→ REQUIRED WORK
How many lines in the records below hold the string "black"? Please answer with the number and nothing more.

Saved data entries
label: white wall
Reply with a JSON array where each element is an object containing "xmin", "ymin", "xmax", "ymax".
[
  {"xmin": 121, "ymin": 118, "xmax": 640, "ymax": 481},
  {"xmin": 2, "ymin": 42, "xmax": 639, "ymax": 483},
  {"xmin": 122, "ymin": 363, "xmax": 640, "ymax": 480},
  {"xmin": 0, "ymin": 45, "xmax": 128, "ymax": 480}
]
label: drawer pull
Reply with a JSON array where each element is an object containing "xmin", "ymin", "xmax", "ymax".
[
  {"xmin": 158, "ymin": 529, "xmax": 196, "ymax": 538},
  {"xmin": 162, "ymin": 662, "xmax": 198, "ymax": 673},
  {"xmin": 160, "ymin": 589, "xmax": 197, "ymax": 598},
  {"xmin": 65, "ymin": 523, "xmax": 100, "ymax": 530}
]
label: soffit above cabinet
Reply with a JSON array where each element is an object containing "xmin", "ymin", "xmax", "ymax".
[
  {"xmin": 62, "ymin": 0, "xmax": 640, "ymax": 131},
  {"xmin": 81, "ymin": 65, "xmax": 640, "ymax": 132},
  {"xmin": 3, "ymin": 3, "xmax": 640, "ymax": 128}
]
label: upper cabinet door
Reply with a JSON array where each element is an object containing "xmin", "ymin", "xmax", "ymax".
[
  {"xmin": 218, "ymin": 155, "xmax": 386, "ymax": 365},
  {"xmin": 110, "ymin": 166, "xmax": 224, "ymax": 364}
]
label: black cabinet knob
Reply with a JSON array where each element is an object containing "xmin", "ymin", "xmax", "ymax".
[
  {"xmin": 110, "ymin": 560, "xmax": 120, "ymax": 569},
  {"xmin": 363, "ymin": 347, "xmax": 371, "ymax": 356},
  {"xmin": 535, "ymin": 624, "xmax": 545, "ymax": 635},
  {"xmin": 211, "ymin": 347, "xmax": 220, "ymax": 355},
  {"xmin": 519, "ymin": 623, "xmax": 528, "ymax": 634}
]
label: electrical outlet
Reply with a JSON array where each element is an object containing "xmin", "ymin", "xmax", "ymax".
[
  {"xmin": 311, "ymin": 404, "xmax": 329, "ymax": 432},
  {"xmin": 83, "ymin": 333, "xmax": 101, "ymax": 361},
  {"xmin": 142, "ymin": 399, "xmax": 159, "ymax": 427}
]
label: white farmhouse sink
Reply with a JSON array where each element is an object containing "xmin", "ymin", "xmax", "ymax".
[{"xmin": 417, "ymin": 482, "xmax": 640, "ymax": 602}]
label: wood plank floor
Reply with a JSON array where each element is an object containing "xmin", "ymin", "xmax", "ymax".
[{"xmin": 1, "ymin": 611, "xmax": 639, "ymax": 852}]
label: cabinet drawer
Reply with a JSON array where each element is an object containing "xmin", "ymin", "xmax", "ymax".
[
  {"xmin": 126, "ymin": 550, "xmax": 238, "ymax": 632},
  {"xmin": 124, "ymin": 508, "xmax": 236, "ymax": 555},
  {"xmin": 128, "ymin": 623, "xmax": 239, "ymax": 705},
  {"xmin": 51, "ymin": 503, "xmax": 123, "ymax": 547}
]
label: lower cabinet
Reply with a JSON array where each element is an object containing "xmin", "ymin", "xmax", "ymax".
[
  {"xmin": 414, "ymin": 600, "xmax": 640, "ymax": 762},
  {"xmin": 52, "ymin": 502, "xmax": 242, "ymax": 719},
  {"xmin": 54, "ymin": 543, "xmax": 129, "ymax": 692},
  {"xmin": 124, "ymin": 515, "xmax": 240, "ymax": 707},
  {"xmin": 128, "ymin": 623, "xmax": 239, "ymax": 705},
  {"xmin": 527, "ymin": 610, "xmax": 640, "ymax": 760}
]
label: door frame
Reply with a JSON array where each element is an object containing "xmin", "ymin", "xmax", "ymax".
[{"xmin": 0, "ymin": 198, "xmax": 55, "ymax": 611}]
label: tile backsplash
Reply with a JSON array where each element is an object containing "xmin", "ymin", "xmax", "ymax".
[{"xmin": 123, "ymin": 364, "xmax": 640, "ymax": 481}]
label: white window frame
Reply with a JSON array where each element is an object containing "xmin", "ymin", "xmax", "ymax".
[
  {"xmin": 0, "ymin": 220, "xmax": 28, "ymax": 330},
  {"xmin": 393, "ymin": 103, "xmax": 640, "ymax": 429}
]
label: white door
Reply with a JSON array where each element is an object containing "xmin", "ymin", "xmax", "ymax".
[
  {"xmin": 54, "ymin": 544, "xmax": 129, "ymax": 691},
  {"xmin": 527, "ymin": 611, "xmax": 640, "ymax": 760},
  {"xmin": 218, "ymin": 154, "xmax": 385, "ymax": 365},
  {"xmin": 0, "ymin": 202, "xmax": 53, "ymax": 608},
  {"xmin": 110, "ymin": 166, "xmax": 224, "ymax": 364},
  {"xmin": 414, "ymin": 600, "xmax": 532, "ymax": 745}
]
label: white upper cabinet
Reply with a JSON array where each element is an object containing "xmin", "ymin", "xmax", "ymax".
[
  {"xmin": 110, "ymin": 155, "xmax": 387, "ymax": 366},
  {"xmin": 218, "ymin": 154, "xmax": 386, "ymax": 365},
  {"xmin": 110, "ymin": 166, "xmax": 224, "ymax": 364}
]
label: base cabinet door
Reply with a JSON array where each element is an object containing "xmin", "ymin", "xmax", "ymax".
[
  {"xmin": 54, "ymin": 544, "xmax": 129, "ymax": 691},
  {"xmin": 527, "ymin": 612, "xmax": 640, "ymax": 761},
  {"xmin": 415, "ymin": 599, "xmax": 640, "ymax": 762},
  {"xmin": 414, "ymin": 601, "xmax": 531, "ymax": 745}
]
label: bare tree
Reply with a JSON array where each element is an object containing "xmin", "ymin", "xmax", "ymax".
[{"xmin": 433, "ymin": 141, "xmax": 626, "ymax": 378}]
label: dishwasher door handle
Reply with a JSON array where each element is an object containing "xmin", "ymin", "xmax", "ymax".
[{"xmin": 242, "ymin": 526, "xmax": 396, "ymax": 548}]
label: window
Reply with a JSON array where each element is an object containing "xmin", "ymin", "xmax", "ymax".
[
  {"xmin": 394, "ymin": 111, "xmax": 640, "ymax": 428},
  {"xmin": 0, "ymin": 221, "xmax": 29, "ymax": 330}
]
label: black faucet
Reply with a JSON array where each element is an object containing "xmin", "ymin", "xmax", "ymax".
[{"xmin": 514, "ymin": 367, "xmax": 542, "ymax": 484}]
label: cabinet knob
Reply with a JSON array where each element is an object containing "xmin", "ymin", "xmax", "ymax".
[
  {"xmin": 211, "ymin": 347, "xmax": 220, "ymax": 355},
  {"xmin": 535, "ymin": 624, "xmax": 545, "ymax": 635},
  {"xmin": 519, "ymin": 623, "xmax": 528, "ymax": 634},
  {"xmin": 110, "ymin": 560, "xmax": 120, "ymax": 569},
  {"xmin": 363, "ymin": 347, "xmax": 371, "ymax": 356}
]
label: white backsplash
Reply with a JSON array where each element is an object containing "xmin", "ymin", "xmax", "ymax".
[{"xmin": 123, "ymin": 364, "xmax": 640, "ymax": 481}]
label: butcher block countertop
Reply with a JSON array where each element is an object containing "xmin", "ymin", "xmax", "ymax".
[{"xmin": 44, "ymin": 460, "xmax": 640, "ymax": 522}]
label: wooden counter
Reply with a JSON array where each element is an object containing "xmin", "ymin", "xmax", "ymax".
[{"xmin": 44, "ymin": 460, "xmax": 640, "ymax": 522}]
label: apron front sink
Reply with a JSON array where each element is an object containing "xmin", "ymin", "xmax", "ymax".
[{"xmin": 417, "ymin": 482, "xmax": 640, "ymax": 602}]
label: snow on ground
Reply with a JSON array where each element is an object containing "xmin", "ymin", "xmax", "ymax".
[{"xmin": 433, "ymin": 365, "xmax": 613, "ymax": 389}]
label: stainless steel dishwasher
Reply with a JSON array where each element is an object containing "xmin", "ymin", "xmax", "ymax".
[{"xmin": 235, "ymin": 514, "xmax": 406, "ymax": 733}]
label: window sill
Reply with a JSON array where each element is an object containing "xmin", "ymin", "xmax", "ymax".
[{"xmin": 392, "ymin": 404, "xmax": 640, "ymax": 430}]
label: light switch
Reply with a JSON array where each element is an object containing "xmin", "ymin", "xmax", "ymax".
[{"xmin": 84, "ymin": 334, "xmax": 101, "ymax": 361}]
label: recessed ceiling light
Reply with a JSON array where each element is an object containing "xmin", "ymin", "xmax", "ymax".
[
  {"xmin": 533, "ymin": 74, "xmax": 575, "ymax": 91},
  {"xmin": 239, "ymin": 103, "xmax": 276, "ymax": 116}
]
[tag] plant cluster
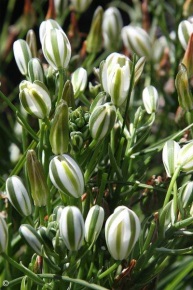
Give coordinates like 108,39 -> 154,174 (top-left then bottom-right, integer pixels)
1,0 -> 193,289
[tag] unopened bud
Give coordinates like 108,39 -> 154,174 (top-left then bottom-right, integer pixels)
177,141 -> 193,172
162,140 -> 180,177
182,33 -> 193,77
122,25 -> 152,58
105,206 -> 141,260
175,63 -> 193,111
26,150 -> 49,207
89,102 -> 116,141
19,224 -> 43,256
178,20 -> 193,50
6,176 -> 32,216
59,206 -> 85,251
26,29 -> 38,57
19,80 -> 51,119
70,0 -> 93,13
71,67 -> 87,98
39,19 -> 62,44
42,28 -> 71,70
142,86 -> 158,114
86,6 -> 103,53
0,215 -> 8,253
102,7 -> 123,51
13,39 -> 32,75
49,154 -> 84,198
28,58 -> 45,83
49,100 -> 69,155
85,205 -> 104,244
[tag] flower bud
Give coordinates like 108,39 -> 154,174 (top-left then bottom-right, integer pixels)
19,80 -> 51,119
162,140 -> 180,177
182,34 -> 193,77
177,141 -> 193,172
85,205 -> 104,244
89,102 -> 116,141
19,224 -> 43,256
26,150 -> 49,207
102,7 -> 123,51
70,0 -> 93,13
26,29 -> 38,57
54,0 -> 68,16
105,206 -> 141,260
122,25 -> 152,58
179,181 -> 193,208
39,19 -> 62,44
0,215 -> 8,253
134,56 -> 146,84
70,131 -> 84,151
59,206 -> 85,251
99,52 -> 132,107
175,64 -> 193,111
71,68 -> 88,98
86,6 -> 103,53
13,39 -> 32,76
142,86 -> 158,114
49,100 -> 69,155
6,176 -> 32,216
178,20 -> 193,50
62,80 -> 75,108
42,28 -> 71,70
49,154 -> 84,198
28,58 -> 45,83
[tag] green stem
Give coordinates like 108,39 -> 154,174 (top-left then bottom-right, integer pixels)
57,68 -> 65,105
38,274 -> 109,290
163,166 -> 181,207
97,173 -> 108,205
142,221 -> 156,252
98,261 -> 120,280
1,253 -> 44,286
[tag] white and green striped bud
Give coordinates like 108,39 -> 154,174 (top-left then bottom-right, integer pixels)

* * *

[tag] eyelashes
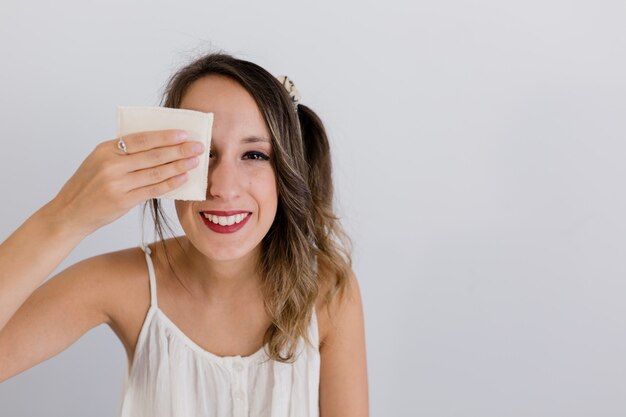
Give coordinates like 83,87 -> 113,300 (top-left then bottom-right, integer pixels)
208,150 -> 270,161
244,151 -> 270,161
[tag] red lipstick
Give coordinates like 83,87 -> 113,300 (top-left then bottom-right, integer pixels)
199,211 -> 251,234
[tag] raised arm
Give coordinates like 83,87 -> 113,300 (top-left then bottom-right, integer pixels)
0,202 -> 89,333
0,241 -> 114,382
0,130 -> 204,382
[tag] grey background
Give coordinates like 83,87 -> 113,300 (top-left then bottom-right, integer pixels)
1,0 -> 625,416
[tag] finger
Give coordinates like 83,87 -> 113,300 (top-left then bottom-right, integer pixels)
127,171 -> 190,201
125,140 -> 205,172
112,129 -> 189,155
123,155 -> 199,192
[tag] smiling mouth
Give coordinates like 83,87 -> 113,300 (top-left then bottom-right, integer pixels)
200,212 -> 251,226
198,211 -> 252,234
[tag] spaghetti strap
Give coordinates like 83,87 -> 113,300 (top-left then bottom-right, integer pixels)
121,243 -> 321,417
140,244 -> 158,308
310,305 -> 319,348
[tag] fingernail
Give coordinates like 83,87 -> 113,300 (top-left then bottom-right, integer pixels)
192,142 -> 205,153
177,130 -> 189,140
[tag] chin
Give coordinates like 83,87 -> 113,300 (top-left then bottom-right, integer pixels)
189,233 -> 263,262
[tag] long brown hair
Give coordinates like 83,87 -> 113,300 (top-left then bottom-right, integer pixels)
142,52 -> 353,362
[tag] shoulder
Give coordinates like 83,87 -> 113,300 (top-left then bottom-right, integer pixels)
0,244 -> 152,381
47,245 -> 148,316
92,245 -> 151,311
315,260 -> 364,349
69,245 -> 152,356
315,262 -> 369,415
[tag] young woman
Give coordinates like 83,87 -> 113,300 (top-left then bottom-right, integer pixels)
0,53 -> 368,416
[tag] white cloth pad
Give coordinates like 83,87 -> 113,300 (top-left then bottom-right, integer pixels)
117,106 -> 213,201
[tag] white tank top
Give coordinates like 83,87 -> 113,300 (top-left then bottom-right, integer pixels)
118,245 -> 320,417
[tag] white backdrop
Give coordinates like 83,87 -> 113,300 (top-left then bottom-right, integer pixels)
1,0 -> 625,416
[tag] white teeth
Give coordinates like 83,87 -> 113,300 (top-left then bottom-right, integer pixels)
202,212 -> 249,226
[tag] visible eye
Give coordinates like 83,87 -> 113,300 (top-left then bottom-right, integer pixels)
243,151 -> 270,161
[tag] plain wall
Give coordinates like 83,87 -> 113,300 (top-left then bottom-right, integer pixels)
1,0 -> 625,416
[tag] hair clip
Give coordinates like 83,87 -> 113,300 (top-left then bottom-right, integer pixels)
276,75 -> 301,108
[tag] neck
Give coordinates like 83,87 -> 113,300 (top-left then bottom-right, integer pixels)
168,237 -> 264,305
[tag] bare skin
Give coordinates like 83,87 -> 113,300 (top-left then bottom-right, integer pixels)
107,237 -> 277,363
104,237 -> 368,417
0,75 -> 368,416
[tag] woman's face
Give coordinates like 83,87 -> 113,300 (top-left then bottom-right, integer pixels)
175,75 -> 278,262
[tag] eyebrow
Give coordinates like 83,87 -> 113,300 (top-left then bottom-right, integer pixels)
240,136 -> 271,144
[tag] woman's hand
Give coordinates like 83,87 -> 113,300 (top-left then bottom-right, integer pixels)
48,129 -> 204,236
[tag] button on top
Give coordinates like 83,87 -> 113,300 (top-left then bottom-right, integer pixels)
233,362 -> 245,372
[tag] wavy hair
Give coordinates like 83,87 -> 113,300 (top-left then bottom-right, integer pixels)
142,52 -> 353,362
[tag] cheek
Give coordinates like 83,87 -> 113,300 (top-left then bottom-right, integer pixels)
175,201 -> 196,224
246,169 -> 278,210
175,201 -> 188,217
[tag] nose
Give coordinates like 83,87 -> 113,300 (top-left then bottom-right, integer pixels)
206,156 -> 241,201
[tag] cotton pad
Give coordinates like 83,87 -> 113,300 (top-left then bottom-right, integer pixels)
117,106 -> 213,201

→ EXERCISE RESPONSE
2